[Start of section]
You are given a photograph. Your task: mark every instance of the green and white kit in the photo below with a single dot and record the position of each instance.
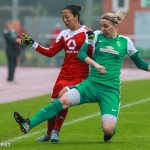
(105, 89)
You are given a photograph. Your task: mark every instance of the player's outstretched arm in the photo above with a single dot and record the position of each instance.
(27, 41)
(140, 63)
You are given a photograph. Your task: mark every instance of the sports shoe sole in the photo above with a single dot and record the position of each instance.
(18, 120)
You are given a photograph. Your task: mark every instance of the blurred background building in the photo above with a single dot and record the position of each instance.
(39, 17)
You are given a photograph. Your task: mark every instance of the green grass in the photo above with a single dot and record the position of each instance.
(3, 59)
(133, 127)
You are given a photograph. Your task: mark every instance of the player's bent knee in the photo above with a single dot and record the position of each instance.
(63, 91)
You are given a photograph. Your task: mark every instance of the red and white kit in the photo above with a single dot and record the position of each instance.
(73, 70)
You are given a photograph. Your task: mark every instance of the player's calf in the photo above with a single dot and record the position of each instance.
(24, 123)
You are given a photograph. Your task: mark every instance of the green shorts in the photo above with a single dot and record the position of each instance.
(107, 97)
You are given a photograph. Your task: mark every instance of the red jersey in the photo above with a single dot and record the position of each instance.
(71, 42)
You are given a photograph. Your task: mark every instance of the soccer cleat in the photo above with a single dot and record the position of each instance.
(43, 138)
(107, 137)
(55, 136)
(24, 123)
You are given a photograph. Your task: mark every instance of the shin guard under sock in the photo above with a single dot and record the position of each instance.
(46, 113)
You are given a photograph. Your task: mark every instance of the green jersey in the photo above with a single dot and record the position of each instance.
(110, 54)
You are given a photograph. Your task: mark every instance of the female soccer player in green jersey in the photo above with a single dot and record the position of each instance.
(103, 83)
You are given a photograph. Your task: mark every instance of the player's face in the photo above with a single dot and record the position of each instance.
(108, 28)
(69, 19)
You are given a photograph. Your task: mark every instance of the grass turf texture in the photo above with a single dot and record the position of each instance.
(133, 127)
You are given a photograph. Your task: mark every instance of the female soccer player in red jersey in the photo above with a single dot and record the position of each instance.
(73, 70)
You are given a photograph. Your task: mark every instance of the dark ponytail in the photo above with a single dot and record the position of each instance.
(75, 9)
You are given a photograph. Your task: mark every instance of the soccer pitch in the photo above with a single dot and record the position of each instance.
(82, 127)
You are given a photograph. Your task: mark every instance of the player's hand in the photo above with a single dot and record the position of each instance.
(100, 69)
(27, 41)
(91, 35)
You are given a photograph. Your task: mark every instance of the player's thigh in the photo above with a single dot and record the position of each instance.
(69, 83)
(109, 101)
(86, 89)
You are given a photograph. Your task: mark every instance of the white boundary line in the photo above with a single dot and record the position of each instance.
(74, 121)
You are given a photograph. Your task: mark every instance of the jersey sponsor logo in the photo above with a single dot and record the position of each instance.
(71, 51)
(71, 44)
(101, 41)
(118, 43)
(114, 110)
(109, 49)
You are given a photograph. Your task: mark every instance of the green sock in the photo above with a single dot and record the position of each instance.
(114, 132)
(46, 113)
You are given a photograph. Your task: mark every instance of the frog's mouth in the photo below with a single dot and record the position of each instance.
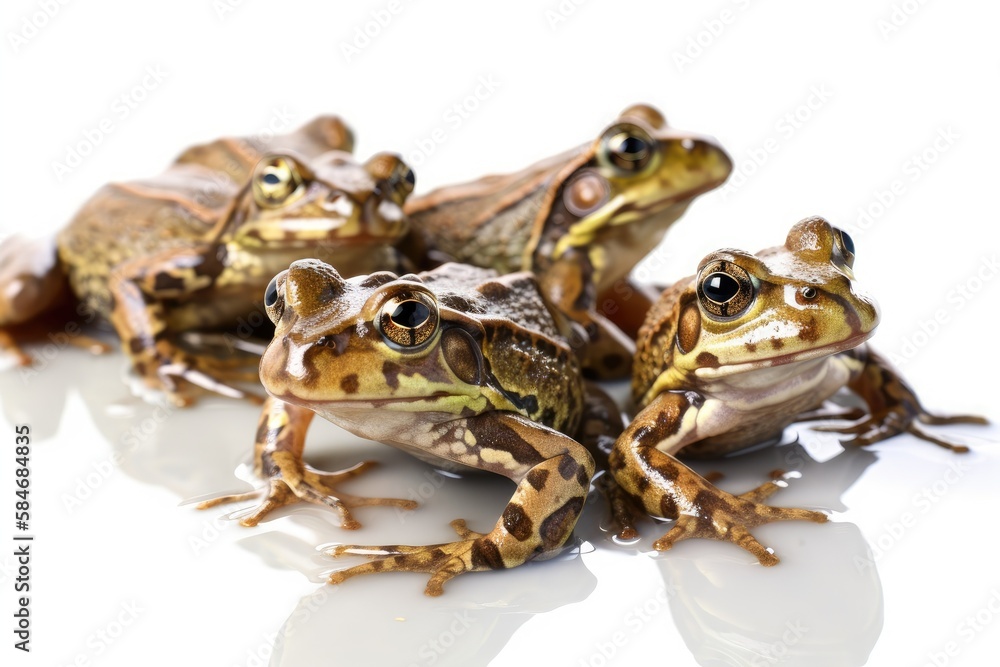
(786, 359)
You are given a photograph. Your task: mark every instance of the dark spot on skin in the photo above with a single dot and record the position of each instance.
(537, 478)
(485, 554)
(707, 360)
(808, 331)
(613, 361)
(349, 384)
(517, 522)
(568, 467)
(391, 372)
(557, 526)
(494, 290)
(167, 283)
(463, 356)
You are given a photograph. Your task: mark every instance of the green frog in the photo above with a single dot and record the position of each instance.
(191, 250)
(728, 358)
(580, 221)
(457, 366)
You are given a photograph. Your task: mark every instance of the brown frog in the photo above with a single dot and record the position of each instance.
(192, 250)
(731, 356)
(580, 221)
(457, 366)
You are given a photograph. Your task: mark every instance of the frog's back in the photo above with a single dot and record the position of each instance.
(122, 221)
(525, 346)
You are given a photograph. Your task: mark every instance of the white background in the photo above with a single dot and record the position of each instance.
(887, 92)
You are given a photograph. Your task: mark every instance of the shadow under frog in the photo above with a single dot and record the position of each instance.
(822, 606)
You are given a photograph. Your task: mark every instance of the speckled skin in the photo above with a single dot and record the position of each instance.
(712, 377)
(193, 248)
(489, 383)
(579, 221)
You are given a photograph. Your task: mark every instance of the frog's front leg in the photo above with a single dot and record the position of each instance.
(646, 475)
(140, 289)
(553, 475)
(607, 352)
(278, 459)
(893, 406)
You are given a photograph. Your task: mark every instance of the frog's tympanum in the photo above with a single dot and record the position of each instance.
(580, 221)
(456, 366)
(731, 356)
(192, 249)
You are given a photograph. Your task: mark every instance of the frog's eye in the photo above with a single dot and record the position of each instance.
(725, 289)
(273, 303)
(276, 179)
(393, 174)
(408, 320)
(846, 245)
(627, 147)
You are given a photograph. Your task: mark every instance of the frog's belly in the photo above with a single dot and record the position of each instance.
(735, 418)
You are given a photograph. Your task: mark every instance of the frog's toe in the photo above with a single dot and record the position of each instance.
(732, 519)
(442, 561)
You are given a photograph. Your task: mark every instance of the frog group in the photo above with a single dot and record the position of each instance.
(464, 327)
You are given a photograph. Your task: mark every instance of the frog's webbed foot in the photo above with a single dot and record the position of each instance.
(876, 428)
(304, 484)
(473, 552)
(893, 407)
(731, 518)
(185, 377)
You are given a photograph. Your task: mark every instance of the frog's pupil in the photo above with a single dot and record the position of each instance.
(720, 287)
(271, 293)
(410, 314)
(632, 147)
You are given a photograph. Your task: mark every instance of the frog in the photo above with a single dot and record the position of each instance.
(191, 250)
(727, 359)
(459, 366)
(580, 220)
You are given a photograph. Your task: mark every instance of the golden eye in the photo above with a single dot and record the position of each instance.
(275, 180)
(409, 320)
(627, 147)
(725, 289)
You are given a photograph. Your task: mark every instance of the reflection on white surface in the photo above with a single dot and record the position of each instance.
(262, 589)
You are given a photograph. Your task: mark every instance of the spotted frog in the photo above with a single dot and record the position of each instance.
(457, 366)
(192, 249)
(730, 357)
(580, 221)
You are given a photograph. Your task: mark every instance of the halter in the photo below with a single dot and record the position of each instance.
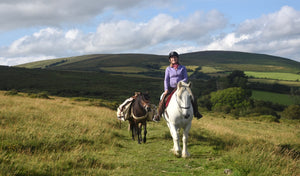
(143, 103)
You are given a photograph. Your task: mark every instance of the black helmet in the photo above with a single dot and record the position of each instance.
(173, 53)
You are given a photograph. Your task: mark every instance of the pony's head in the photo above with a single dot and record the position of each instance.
(144, 100)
[End of section]
• _HOW TO COMPLETE THIS TASK_
Copy each entry exactly as written, and drop the pictures from the copy.

• _SOLUTION TO THIS PROBLEM_
You are given a photograph. Your task: mark every instance of the green and white kit in the photo below with a single dot and record the position of each instance.
(105, 89)
You are given a photograph. Your task: mark every instance of the player's outstretched arm in the photo above with a single dot and record the position of each instance.
(27, 41)
(140, 63)
You are given a photograph. Your task: mark every instance of the sports shoe sole in the photo above with a single dot and record the position of each instance.
(18, 120)
You are given a photograph. Your task: mark every instance of the blurred background building in the photo above with a single dot and record the position of each instance.
(39, 17)
You are given a photograph. Your task: mark every instance of the green grass in the photo above with a single dot and record the position of each instance.
(3, 59)
(133, 127)
You are given a photograph. Your task: mark every instance of the player's bent knee in the photo above with a single dot and record the position of each instance.
(63, 91)
You are given a photograph. Your task: mark every instance of the red and white kit in the photo above with a single dot and record the position of each instance.
(73, 70)
You are given a photograph. Your task: mark every instance of the player's calf in the photo above with a single dot and record the position of each instance.
(24, 123)
You are given a photograph. Your task: mark every instance of the green shorts in the photo above with a single dot and record the position of each instance.
(107, 97)
You are given a photograph. Your task: mark every instance of the red jersey in the photo above with a single dot and record the position of each instance.
(71, 42)
You are given a photograph. Your task: mark every instance of the soccer cleat in the photo above with a single dot and record the position of each instance.
(43, 138)
(107, 137)
(55, 136)
(24, 123)
You are given a photograph. Your task: mark every instance of the shin guard under sock in the photo above with a single dot and record the position of each instance.
(46, 113)
You are given a photograph. Your task: mark every instance of the green jersey in the photo above with a single dot and record the position of each instance.
(110, 54)
You are given a photograph. Your task: mark every instance of the female soccer player in green jersey in the photo above with a single dot and record the position of each instance.
(103, 83)
You are given a photograph. Your task: mark every instance of the player's face in the photo above with a single dot and record the position of each instance.
(108, 28)
(69, 19)
You are given a photograph. Your task: mark every instance of the grass turf texture in the photo above with a single dot and record the position of each instance.
(133, 127)
You are given a photograph. Your task: mark every instance of the female soccer player in red jersey in the photo above with a single dot and record the position of each instance.
(73, 70)
You are given a photograph. Your task: mark every instance of the dark ponytail in the photo above with a single dot and record the position of each instance.
(75, 9)
You are given a photograph. Your task: mark every instance of the soccer pitch in the photo above with a single dot and record the position of each instance.
(82, 127)
You are given a photograph. Your task: mark every instance of the player's hand in the photo above with a single dot and record the position of each instance.
(100, 69)
(27, 41)
(91, 35)
You are given a photograph. Your task: mark every instance of the player's thigh in the photo above with a single dot and record the position of each instance.
(69, 83)
(109, 101)
(86, 89)
You are given a photograph. Your task: mark every instance of the white boundary line in the photo above with a single dot and record the position of each instance.
(74, 121)
You are given a photograph. Your task: mark every instance of the jersey sponsor logo in the photo above with a single dot and record the position of each instance.
(71, 51)
(71, 44)
(101, 41)
(118, 43)
(114, 110)
(109, 49)
You are given a photograph. Your task: mark every instance of the green sock in the photo above with a single dot and record the position of each instance.
(114, 132)
(46, 113)
You are given a photograph. Your task: mark every instance of the frog's mouth in the photo below with a single dot and record the position of each instance.
(786, 359)
You are given a photograph. Your task: mark every instance of the dark spot on skin in the photo above with a single dot and record the position of each instance.
(537, 478)
(485, 554)
(707, 360)
(808, 331)
(613, 361)
(349, 384)
(517, 522)
(568, 467)
(391, 372)
(557, 526)
(494, 290)
(167, 283)
(463, 356)
You are given a photograph. Your task: mark every instance of the green frog in the photo above with a single dot and record the position of each instance.
(191, 250)
(728, 358)
(580, 221)
(457, 366)
You are given a photograph. Your task: mark every instance of the brown frog in the photo above with a single dot and record the position of each instance.
(192, 250)
(731, 356)
(580, 221)
(457, 366)
You are given a photograph. Your task: mark every instance of the frog's back in the photo above with a single dot and record the position of each instance.
(122, 221)
(525, 346)
You are given a photograph. Your task: mark every instance of the white background in the photo above with a single dot and record the position of each instance.
(887, 92)
You are given a photograph. Your task: mark every instance of the shadow under frog in the photo above with a single dot and record the position of each instance.
(822, 606)
You are given a photograph. Your task: mark every instance of the speckled skin in the photo above with a single dot and record the position of each instance.
(712, 377)
(193, 248)
(489, 383)
(579, 221)
You are given a photograph. Your task: mark every instance of the frog's front leg in the photo above with a single dot and record the position of each instance.
(646, 475)
(140, 289)
(553, 475)
(607, 352)
(278, 459)
(893, 406)
You are given a photograph. Your task: mark every instance of the frog's tympanum in the photo above with a single dot and record the position of each instance.
(580, 221)
(456, 366)
(731, 356)
(192, 249)
You are given a photograph. Your task: mark every instance of the frog's eye in the photo above with a single dot and record the position of each instance.
(725, 289)
(273, 303)
(276, 179)
(393, 174)
(408, 320)
(846, 245)
(627, 147)
You are given a photograph. Your task: mark every instance of the frog's belly in the photo above with a single dot and record the position of each instance.
(735, 418)
You are given a photograph. Your task: mark every instance of the frog's toe in the photo above with a single dot and record the position of each instance.
(732, 519)
(442, 561)
You are given a photograph. Your task: mark every instance of the frog group in the photo above with a single dot and record the position of each instance.
(464, 327)
You are given a photograph. Your task: mark every instance of the frog's webbed foot in the photo above with a single dot and record the position of each instance.
(876, 428)
(304, 484)
(473, 552)
(893, 407)
(731, 518)
(185, 377)
You are given a photograph. Your task: mark every instance of the frog's pupil in the photo above with a single dot and record the position of each instance.
(720, 287)
(271, 293)
(410, 314)
(632, 147)
You are given a photograph. Your task: mark every instance of the frog in the photo above with a single dot and record the position of each instance.
(191, 250)
(727, 359)
(459, 366)
(580, 220)
You are given a photograph. Your task: mark every instance of the golden eye in the photo above with a single dot and record the position of each instance.
(275, 180)
(409, 320)
(627, 147)
(725, 289)
You are given a photograph. Your task: mark every instance of the reflection on white surface in the photo above with a single dot and record the position of each instance.
(262, 589)
You are given a photograph. Your task: mark every instance of the spotted frog in the photo above with a single dot and record the position of each instance.
(457, 366)
(192, 249)
(730, 357)
(580, 221)
You are given a photograph. Your task: mark every instance of the halter in the photo below with a single dot and record the position of each instance.
(143, 103)
You are given a photograph. Your task: mark every instance of the black helmet in the photo above with a single dot and record the position of each instance.
(173, 53)
You are given a photograph. Your task: mark every instance of the pony's head in the photo above with a single dot and record the position of each instance.
(144, 100)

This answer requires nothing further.